■ Consigne 1
Dites si chacune des affirmations (a), (b) et (c) concorde avec l'extrait sur les étrangers dans l'Ancien Testament, en répondant oui ou non et en citant textuellement les mots décisifs. (a) L'étranger peut prendre part à la Pâque sans aucune condition. (b) Les fruits spontanés de l'année sabbatique reviennent aussi à l'étranger. (c) L'étranger peut faire offrir son propre sacrifice dans le sanctuaire.
■ Consigne 2
Poursuivez l'extrait sur les étrangers dans l'Ancien Testament à partir de l'endroit où il s'arrête.

■ Extrait du document
........

Pâque est la motivation suprême: les étrangers seront traités comme des frères parce qu'Israël aussi a été étranger et esclave en Egypte (Dt 5, 15; 15, 15, contexte de l'année sabbatique; 16, 12; 24, 18, 22). Et seule la toute-puissance pascale du bras de Dieu (et non uneautre force humaine) a délivré Israël de l'Egypte, terre d'exploitation et d'idolâtrie.
De fait, l'ancien testament a une attitude particulière d'humanité, d'ouverture qui est exceptionnelle dans le monde oriental antique, à l'égard des étrangers, en particulier des gerim toshavim ou étrangers résidents. Il s'agit de tous ceux qui par suite de circonstances historiques ont été arrachés à leur patrie et à leur famille. Dans le monde antique c'était la mort. Mais Israël accepte leur présence, bien plus leur confère des privilèges: certains droits leur sont acquis à eux et aux lévites avant tout autre catégorie de pauvres: soit les prémices de la terre (Dt 26, 11) soit les dîmes triennales (Dt 26, 12; 14, 28-29). Ils peuvent jouir de la justice distributive égalitaire et bienfaisante qui découle de la législation de l'année sabbatique (Lev 25, 6) car les fruits spontanés de cette année sont aussi destinés à l'étranger qui habite avec l'israélite.
Donc, même pendant le jubilé, année de fruits spontanés puisque la terre reste inculte, la distribution est en vigueur en faveur de l'étranger.
Celui-ci peut aussi prendre part à l'assemblée liturgique d'Israël, à part entière et avec parité de droits et de devoirs; il peut même faire offrir par le prêtre « son » sacrifice dans le sanctuaire. L'unique limite est la célébration de la Pâque: l'étranger qui voudra y participer devra se faire circoncire (cf Ex 12, 43-49).
Avec l'année sabbatique et avec le jubilé donc, toute forme de particularisme et d'éventuelle suprématie raciste et religieuse disparaît.
E) Le jubilé, événement historique?

........

■ Données extraites

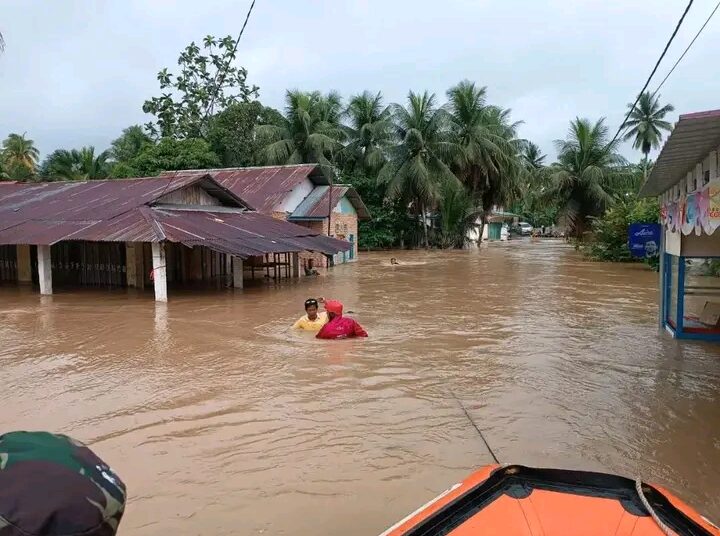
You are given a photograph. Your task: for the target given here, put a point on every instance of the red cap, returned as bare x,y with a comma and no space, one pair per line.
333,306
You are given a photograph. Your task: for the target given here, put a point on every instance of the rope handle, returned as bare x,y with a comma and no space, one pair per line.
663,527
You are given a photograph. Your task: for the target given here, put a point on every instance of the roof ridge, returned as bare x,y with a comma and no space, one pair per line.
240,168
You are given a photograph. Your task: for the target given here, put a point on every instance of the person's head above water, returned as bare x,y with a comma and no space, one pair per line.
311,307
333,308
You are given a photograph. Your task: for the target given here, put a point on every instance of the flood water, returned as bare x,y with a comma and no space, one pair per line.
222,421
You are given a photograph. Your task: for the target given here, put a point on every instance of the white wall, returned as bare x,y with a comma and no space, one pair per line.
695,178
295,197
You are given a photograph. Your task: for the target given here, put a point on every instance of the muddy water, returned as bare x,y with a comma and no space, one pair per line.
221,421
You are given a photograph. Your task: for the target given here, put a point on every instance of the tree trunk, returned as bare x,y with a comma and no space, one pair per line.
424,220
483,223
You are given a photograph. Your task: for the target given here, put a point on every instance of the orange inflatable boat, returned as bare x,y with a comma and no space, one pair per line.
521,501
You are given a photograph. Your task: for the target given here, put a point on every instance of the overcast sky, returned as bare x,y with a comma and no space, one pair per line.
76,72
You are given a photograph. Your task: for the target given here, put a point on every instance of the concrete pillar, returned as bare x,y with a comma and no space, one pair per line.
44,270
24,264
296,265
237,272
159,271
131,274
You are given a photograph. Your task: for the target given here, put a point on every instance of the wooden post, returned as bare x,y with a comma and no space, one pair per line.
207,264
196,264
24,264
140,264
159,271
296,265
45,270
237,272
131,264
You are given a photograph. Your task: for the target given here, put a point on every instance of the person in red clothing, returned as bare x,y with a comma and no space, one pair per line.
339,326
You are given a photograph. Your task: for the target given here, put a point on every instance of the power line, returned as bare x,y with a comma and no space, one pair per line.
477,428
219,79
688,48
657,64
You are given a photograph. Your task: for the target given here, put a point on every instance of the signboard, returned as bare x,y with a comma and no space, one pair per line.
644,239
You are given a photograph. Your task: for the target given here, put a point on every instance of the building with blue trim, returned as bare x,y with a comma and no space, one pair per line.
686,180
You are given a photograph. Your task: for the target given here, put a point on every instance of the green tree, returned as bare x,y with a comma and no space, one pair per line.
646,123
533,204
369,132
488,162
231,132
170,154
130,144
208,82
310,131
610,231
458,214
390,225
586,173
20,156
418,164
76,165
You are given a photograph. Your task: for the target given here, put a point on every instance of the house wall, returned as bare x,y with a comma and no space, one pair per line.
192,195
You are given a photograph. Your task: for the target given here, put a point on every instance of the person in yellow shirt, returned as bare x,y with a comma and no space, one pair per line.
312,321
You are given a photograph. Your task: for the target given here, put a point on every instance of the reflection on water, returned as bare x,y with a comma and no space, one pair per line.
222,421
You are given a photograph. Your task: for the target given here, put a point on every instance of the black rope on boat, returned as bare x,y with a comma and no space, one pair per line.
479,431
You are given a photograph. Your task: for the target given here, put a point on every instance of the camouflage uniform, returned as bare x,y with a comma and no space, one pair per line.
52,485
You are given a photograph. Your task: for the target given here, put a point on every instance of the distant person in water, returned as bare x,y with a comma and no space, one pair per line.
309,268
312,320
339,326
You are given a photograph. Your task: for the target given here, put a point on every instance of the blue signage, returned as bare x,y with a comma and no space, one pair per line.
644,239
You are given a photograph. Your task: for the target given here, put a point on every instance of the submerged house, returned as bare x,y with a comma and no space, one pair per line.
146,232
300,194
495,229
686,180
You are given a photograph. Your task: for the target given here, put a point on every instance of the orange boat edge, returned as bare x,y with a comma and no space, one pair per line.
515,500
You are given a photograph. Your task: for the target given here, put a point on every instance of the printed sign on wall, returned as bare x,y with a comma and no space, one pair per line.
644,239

........

■ Réponse attendue 1
(a) Non : « l'étranger qui voudra y participer devra se faire circoncire »
(b) Oui : « les fruits spontanés de cette année sont aussi destinés à l'étranger qui habite avec l'israélite »
(c) Oui : « il peut même faire offrir par le prêtre « son » sacrifice dans le sanctuaire »

■ Réponse attendue 2
« La civilisation de l'orgie » qui, malgré les prophètes, régnait pendant si longtemps même à Jérusalem et en Samarie a fait tout ce qu'elle a pu pour empêcher l'application soit de l'année sabbatique, soit du jubilé. Les prophètes ont combattu pour leur application, en hérauts infatigables de la justice sociale. Ils ont toujours vu d'une façon aiguë l'association naturelle, le néfaste mariage qui unit l'irréligiosité et l'injustice sociale, l'idolâtrie et l'iniquité. Ils ont, et Paul à leur suite, souligné le cercle vicieux d'engendrement réciproque que provoquent l'idolâtrie, l'exploitation sociale, l'immoralité. Les classes dominantes de la société antique, comme de celle d'aujourd'hui, se sont toujours livrées à l'adoration des idoles les plus variées, à l'exploitation du peuple de toutes les manières possibles, à la pratique d'une orgie triomphante au sein des nations repues. Or pour mener ces trois formes d'existence il faut avoir beaucoup d'argent: le peuple le donnera donc.
On comprend alors que le jubilé ait été intolérable. Sa justification et son application, la théologie aussi bien que la vie sociale qu'il propose, constituent la destruction de la civilisation de l'orgie. Il aurait pu empêcher pour toujours la lèpre de la grande propriété, le commerce des esclaves, le cumul de capitaux morts à consacrer aux dépenses privées ou non utiles à la communauté (industries de bien superflus, vie de luxe) et l'exclusivité d'initiatives dites privées, c'est-à-dire égoïstes.
Y a-t-il des textes de la Bible qui parlent de l'application du jubilé, dans les faits?
En apparence, aucun; en réalité, ils sont nombreux.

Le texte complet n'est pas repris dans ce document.